» Required work:
(1) In the text on fiber optic cables, what is the specialized coupling that joins two multi-fiber cables called?
(2) Translate this sentence from the text on fiber optic cables into Spanish: "The outer jacket (or buffer) protects and strengthens the cable."
(3) Write a continuation of the text on fiber optic cables that picks up after its final sentence.

A typical fiber optic cable includes a fiber for carrying light from one end to the other. In general, the fiber includes a core, a surrounding cladding and an outer jacket. Typically, the core is translucent material (e.g., glass, plastic, etc.) through which pulses of light (i.e., representing binary data) can propagate. The surrounding cladding includes material similar to that of the core but provides a lower refractive index than that of the core in order to cause properly angled light within the core to reflect back into the core with minimal light energy loss. The outer jacket (or buffer) protects and strengthens the cable.
A fiber optic connector typically resides at each end of the fiber optic cable. Such a connector typically includes a precision molded component called a ferrule (e.g., an MT ferrule). The ferrule, which is typically made out of metal, ceramic, plastic, or a combination of ceramic and plastic, holds the end of the fiber (i.e., the end of the fiber core and cladding) using epoxy or solder. The connector precisely positions the fiber end relative to another fiber optic component (e.g., a laser which outputs pulses of light, a sensor for receiving pulses of light, an end of a fiber belonging to another fiber optic cable, etc.) in order to minimize light energy loss.
Some fiber optic cables include multiple fibers (e.g., a bundle of fibers) which terminate at specialized connectors that position the ends of the fibers in a row (i.e., a row of fiber ends). A user can attach two of these cables together to form longer fiber optic pathways through the lengths of the two cables using a specialized coupling called an adaptor. The adaptor receives and holds the specialized connectors which terminate the ends of the cables.

» Data shown:
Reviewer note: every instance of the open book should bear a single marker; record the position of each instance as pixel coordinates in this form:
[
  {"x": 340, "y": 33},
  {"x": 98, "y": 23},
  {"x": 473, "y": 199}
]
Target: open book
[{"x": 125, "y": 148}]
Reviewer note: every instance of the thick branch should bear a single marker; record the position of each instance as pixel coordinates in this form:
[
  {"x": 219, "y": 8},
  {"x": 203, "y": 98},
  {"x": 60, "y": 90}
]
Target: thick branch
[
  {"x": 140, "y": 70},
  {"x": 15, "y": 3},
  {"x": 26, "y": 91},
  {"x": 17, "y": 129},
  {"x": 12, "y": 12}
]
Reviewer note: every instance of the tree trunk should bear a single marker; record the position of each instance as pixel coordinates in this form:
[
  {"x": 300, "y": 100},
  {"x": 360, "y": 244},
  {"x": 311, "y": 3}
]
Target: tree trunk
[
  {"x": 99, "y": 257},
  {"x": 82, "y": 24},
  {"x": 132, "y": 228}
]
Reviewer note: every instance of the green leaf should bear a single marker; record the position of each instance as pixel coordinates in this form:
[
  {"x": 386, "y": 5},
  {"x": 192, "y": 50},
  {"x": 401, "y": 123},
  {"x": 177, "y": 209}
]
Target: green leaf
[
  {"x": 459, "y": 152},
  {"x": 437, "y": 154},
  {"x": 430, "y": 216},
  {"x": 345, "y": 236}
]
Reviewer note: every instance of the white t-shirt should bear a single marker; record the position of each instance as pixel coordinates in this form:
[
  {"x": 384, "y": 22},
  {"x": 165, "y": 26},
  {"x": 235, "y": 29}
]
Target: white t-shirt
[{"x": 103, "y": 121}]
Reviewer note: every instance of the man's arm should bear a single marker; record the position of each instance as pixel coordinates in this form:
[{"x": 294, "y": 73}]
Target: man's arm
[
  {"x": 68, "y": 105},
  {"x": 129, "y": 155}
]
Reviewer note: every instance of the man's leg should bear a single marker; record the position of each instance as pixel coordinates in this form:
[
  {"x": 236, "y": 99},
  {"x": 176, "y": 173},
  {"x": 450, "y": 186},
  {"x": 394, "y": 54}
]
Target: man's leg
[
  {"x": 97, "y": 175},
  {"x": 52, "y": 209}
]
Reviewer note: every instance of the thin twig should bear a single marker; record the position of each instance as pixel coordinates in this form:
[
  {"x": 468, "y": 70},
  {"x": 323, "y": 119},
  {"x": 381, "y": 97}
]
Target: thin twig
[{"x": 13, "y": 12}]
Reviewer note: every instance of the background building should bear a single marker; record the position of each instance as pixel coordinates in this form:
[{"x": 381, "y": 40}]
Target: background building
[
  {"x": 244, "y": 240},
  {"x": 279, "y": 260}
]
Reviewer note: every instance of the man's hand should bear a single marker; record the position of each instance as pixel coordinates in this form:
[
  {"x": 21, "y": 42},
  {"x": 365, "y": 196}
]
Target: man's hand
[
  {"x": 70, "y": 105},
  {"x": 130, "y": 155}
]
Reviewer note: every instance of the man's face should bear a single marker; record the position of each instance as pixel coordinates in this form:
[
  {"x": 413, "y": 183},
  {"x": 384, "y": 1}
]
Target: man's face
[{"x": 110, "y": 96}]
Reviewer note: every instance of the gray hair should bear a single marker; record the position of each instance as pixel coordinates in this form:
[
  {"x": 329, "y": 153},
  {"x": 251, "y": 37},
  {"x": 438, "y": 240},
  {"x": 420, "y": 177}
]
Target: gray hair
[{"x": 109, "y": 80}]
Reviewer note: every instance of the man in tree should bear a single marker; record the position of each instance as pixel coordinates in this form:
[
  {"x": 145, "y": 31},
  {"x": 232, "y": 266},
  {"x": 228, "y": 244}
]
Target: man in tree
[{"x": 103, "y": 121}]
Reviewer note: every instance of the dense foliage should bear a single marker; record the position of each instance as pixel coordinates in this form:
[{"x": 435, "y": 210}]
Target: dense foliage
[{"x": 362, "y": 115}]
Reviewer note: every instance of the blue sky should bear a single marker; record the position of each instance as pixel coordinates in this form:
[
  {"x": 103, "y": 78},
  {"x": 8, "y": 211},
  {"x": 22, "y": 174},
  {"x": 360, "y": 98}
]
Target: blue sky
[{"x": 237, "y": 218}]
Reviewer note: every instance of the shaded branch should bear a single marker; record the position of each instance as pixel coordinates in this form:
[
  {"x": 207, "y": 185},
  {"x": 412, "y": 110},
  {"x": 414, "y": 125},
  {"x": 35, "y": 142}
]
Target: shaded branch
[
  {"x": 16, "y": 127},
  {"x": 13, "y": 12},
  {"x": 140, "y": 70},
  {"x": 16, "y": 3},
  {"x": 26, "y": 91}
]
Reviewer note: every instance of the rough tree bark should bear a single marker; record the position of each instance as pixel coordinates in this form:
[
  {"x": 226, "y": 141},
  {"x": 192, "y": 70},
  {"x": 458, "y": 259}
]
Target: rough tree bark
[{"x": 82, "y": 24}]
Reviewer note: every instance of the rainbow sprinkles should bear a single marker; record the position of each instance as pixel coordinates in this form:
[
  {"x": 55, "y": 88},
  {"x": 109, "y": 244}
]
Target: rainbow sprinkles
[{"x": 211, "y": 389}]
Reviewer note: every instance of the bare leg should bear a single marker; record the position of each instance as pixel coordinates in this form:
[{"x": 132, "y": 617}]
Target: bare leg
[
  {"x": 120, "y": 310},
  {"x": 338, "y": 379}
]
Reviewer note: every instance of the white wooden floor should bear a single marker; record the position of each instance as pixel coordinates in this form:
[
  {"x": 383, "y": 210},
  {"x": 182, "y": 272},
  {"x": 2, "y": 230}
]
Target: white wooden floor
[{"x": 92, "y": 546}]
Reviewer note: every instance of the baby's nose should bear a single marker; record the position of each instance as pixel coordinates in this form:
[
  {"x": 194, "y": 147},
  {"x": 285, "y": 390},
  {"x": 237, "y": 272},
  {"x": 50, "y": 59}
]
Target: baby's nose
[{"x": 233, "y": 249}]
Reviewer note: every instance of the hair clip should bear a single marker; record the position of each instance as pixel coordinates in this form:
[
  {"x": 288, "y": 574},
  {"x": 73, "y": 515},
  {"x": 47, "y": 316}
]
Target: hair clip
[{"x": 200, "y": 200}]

» Outputs for the tasks:
(1) An adaptor.

(2) La cubierta exterior (o recubrimiento protector) protege y refuerza el cable.

(3)
One approach to aligning together two fiber optic connectors is called the pin-in-hole approach. Here, the user plugs the connector of a first cable into an adaptor, and then plugs the connector of a second cable into the adaptor such that the row of fiber ends of the first cable face a corresponding row of fiber ends of the second cable. A pair of metal pins residing on the ends of the row of fiber ends of the first cable extend outward in a direction parallel to the fibers. The metal pins are located and held in the ferrule. As the user plugs the cable of the second connector into the adaptor, this pair of metal pins inserts into corresponding holes residing on the ends of the row of fiber ends of the second cable to properly position the two connectors relative to each other. Once the fiber ends of the first cable are properly aligned with the fiber ends of the second cable, light from a fiber end of one cable can pass to a corresponding fiber end of the other cable with minimal light energy loss.
Fiber optic cables which have two, four, eight or 12 fibers typically terminate using connectors which configure the fiber ends into a single row configuration (e.g., a single row of two, four, eight or 12 fiber ends). A fiber optic cable having 24 fibers typically terminates in a double row configuration (e.g., two rows with each row having 12 fiber ends). In both the single row configuration and the double row configuration, a pair of metal pins, one at each end of the single or double row configuration, aligns the two connectors relative to each other.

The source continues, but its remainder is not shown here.